> [WORK REQUIRED] Only the stretch of the listing below that runs from the line with "Where can you see the green circular" through the line with "Write each point like <point>16,468</point>." is to be printed, exactly and with both ends.

> [RECORDED INFORMATION]
........

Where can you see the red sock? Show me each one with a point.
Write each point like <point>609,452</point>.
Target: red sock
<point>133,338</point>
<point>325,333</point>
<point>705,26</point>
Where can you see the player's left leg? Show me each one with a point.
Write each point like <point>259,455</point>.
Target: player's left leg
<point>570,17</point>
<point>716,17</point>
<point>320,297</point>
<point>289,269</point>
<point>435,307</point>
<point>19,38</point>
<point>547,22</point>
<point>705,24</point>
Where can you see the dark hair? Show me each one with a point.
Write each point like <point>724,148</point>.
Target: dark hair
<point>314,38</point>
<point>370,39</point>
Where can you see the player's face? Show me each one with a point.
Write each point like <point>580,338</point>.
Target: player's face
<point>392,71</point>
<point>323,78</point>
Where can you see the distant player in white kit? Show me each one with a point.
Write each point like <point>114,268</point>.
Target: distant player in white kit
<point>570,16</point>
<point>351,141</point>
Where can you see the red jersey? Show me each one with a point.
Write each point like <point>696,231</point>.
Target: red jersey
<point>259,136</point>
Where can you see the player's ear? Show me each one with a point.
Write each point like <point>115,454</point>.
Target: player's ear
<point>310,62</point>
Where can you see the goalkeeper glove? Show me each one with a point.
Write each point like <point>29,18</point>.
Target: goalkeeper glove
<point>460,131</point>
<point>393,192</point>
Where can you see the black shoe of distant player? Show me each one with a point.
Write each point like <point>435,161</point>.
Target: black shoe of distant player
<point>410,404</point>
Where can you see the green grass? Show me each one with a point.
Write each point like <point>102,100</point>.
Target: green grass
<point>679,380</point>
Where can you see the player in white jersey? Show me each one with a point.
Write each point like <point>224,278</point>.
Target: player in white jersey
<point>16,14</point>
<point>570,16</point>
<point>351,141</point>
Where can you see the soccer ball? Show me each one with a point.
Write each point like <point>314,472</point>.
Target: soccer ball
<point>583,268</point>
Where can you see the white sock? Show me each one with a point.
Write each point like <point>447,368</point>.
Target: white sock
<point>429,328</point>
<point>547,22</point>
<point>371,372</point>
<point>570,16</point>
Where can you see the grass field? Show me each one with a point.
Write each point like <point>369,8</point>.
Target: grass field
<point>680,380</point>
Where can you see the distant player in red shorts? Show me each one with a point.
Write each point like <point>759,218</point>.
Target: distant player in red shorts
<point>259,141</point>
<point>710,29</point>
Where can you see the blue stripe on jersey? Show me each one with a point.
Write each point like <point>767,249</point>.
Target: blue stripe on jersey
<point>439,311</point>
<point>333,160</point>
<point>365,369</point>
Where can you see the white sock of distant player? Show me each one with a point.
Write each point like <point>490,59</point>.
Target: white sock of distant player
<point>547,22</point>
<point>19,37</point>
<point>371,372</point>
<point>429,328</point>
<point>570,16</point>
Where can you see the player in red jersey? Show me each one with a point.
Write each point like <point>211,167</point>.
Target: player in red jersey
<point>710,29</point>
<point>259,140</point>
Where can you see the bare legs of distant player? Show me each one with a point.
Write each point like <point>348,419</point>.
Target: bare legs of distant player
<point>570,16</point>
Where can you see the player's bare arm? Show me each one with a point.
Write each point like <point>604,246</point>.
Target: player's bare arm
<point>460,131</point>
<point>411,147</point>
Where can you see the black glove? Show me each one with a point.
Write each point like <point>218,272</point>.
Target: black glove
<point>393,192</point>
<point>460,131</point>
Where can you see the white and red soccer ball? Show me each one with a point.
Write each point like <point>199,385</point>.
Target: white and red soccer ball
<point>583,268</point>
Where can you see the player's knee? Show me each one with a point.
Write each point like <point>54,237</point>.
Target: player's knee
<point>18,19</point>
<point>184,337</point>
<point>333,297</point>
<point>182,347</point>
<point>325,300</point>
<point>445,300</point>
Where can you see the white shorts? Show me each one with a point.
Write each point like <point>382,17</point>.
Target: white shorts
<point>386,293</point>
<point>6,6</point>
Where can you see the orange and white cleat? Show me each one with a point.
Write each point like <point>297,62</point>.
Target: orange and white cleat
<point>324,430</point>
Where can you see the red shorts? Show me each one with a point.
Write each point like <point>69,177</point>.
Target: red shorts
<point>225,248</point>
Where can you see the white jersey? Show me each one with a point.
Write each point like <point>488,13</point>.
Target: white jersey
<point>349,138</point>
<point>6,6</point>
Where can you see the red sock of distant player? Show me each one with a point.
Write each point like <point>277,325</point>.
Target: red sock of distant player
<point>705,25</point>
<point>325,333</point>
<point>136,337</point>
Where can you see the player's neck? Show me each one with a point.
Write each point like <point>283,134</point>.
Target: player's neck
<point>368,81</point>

........

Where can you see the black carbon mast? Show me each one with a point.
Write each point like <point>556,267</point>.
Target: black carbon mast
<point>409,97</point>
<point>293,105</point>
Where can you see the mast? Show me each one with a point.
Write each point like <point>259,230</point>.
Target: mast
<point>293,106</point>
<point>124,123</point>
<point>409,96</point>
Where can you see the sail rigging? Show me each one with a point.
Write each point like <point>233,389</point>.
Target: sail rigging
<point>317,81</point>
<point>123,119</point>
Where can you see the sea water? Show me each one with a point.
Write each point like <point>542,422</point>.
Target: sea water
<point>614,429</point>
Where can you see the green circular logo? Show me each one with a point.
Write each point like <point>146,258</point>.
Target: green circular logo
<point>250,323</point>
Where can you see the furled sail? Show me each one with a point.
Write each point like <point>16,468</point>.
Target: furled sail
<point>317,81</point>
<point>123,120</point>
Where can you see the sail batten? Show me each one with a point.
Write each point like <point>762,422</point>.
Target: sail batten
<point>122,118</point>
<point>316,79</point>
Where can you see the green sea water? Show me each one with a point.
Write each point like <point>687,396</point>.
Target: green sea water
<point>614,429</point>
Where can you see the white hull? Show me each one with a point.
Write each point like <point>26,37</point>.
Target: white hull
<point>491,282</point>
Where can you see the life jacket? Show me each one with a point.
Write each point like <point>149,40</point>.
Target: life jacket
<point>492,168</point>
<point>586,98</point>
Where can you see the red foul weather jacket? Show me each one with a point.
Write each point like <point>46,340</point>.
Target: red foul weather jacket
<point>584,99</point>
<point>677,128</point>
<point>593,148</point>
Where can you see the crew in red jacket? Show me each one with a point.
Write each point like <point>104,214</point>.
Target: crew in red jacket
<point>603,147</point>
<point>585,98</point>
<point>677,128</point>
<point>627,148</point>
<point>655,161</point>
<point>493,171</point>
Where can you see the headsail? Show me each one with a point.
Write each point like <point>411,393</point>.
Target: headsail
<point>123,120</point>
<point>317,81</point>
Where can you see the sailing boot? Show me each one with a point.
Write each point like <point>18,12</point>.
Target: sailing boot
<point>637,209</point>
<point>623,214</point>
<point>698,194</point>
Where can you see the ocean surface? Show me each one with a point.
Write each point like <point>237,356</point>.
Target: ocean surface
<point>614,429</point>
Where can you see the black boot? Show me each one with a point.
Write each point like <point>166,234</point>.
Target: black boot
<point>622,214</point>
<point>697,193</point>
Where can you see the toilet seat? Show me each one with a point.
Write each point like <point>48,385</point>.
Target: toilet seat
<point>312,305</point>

........

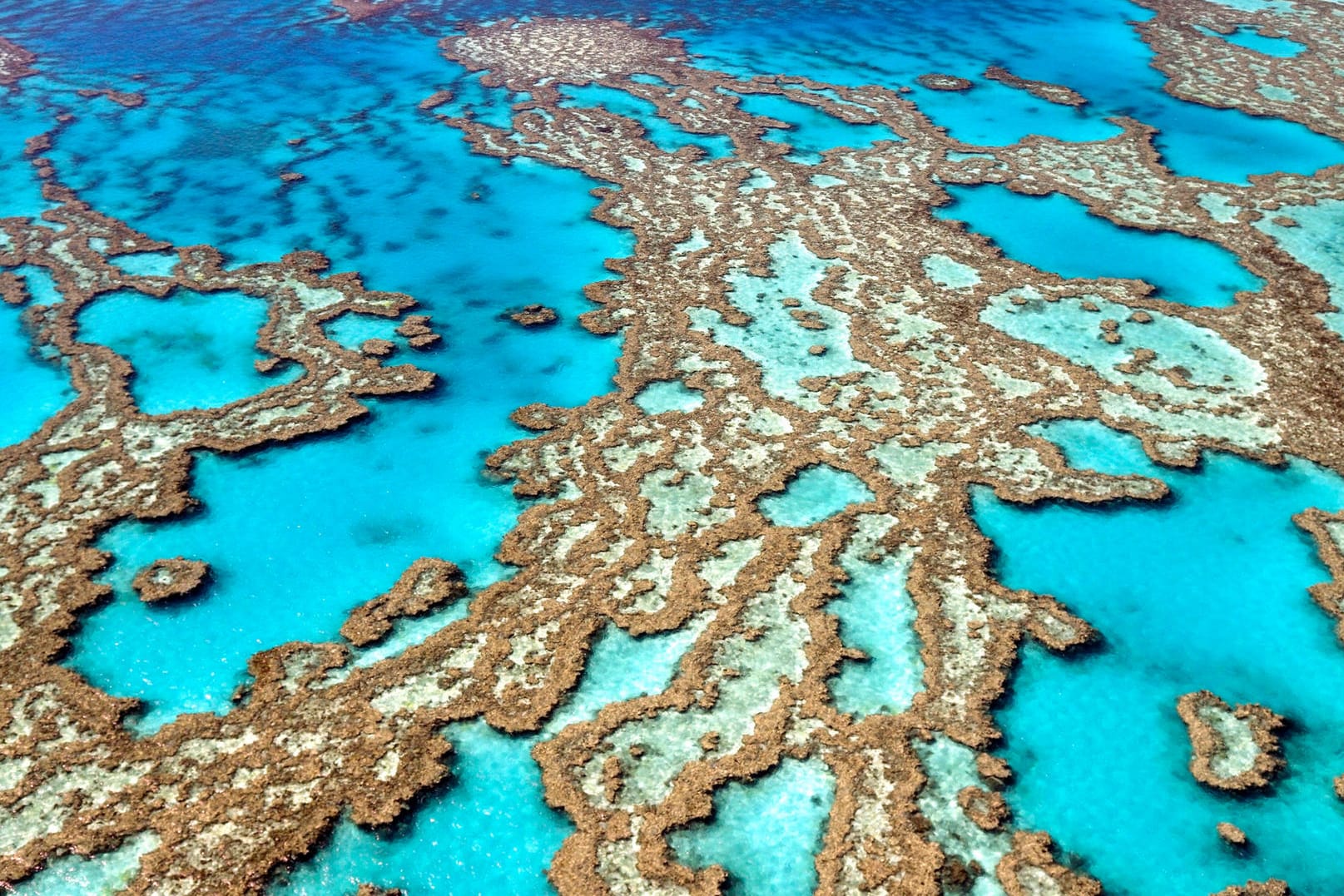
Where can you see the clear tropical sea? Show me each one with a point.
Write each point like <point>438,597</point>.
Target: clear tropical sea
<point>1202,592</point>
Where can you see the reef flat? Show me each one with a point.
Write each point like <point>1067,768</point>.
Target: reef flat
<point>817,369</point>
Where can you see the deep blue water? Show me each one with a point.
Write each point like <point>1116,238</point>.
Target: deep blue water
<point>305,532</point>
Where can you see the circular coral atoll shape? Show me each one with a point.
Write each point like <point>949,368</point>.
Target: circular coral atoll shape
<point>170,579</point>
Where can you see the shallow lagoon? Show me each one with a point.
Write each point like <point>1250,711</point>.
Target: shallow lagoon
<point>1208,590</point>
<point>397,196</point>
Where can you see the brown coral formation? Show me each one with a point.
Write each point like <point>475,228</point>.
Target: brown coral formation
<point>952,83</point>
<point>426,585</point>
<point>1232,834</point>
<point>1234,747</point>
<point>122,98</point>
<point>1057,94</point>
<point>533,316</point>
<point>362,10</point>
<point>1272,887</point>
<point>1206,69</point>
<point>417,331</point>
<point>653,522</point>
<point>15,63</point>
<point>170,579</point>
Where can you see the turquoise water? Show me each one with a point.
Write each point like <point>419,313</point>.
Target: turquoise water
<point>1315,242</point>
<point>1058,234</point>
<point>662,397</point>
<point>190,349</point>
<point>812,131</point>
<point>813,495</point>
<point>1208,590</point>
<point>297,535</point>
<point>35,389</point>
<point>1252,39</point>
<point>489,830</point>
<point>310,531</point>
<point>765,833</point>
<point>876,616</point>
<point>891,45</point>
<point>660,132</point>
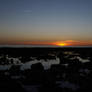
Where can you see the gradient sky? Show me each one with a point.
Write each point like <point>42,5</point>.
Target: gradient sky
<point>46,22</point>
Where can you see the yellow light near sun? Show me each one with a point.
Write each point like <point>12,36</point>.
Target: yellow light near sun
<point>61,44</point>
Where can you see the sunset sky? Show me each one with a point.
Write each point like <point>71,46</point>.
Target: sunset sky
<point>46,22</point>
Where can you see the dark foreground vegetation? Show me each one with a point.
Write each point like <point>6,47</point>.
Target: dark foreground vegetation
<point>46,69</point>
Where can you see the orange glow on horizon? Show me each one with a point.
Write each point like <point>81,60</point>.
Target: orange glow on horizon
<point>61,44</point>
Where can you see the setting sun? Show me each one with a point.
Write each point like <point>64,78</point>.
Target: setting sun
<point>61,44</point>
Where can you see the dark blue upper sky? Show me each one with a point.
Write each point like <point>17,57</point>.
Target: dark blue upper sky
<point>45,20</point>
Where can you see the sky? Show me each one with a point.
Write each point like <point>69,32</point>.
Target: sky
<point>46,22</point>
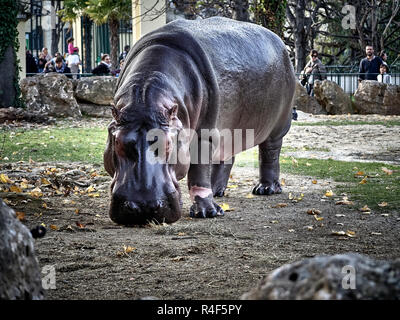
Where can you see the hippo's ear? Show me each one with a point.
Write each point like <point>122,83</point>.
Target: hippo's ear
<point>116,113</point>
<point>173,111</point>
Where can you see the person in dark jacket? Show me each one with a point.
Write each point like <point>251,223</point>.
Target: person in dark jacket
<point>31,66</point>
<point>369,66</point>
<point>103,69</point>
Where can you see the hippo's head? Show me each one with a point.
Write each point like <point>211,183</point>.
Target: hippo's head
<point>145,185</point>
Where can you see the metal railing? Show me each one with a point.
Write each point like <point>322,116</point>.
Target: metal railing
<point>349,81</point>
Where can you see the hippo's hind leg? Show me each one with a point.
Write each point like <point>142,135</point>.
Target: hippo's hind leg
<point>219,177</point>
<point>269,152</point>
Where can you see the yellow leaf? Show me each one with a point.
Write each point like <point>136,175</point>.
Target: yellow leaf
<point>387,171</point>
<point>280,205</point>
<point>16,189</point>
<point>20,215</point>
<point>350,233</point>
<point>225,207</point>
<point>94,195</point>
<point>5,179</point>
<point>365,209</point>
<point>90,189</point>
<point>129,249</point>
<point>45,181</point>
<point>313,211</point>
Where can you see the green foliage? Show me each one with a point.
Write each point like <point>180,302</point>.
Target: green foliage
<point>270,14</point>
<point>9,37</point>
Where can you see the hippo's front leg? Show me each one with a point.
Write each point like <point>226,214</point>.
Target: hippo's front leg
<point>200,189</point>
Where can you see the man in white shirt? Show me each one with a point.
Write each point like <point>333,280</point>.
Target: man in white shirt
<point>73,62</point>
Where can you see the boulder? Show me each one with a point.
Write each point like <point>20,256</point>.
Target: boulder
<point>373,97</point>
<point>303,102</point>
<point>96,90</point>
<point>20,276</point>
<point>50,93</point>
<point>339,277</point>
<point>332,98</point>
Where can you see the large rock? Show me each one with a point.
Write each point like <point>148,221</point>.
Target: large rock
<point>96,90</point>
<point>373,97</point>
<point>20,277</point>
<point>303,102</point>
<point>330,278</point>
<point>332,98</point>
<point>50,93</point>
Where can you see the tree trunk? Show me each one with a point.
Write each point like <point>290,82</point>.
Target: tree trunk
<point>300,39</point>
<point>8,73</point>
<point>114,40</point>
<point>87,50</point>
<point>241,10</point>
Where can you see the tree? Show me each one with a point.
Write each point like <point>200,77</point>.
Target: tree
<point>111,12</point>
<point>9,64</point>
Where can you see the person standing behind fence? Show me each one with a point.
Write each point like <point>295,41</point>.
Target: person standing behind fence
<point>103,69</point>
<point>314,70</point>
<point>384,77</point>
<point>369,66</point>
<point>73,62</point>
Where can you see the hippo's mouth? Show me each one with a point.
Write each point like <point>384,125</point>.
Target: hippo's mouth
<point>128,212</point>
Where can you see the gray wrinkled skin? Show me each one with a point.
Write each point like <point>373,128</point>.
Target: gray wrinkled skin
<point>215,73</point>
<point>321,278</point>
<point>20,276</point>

........

> [RESPONSE TO THIS EXERCISE]
Where can you see the green circular logo? Show me each one with a point.
Write each point like <point>146,258</point>.
Target: green circular logo
<point>250,323</point>
Where can you see the furled sail? Show me each one with a point.
Write each point like <point>16,468</point>.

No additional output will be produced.